» WHAT IS NEEDED
Return the material below line for line, unchanged, and leave out the pictures.

====

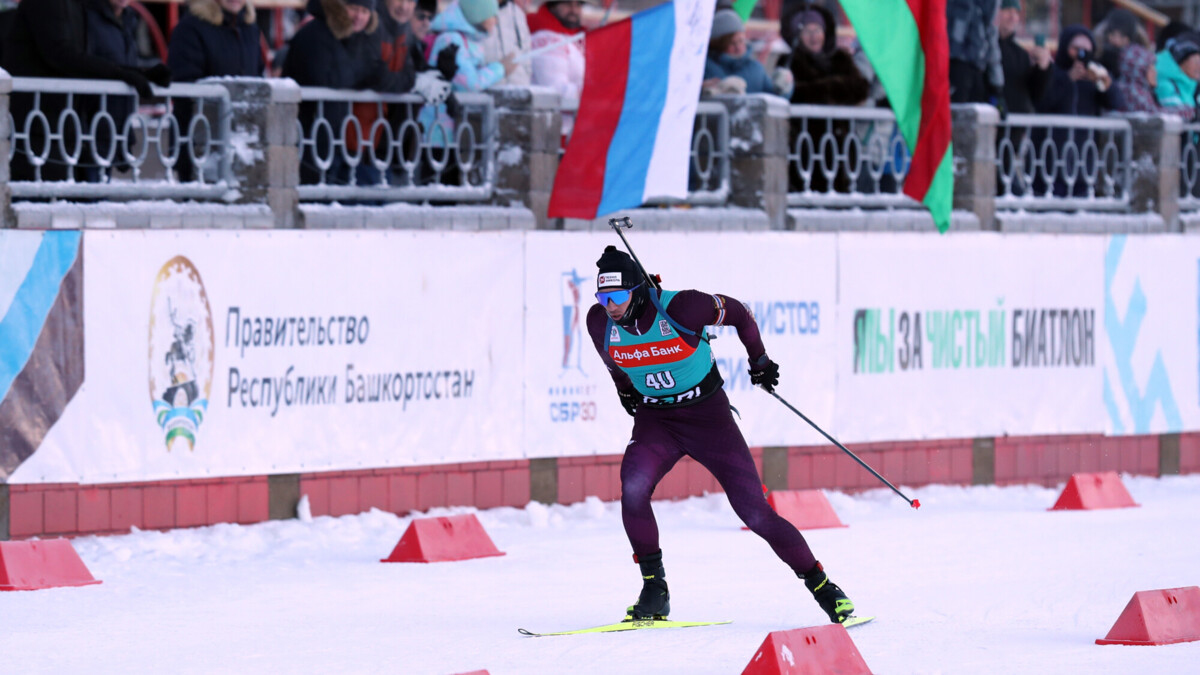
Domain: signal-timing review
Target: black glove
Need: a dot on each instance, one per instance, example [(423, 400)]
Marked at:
[(454, 108), (629, 400), (159, 75), (765, 372), (448, 61), (138, 82)]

====

» RESPONSE BELOW
Domain: signal-timing review
Target: black glove
Need: a dot on each instance, one per instance, example [(423, 400)]
Marked at:
[(454, 108), (629, 400), (159, 75), (765, 372), (448, 61), (138, 82)]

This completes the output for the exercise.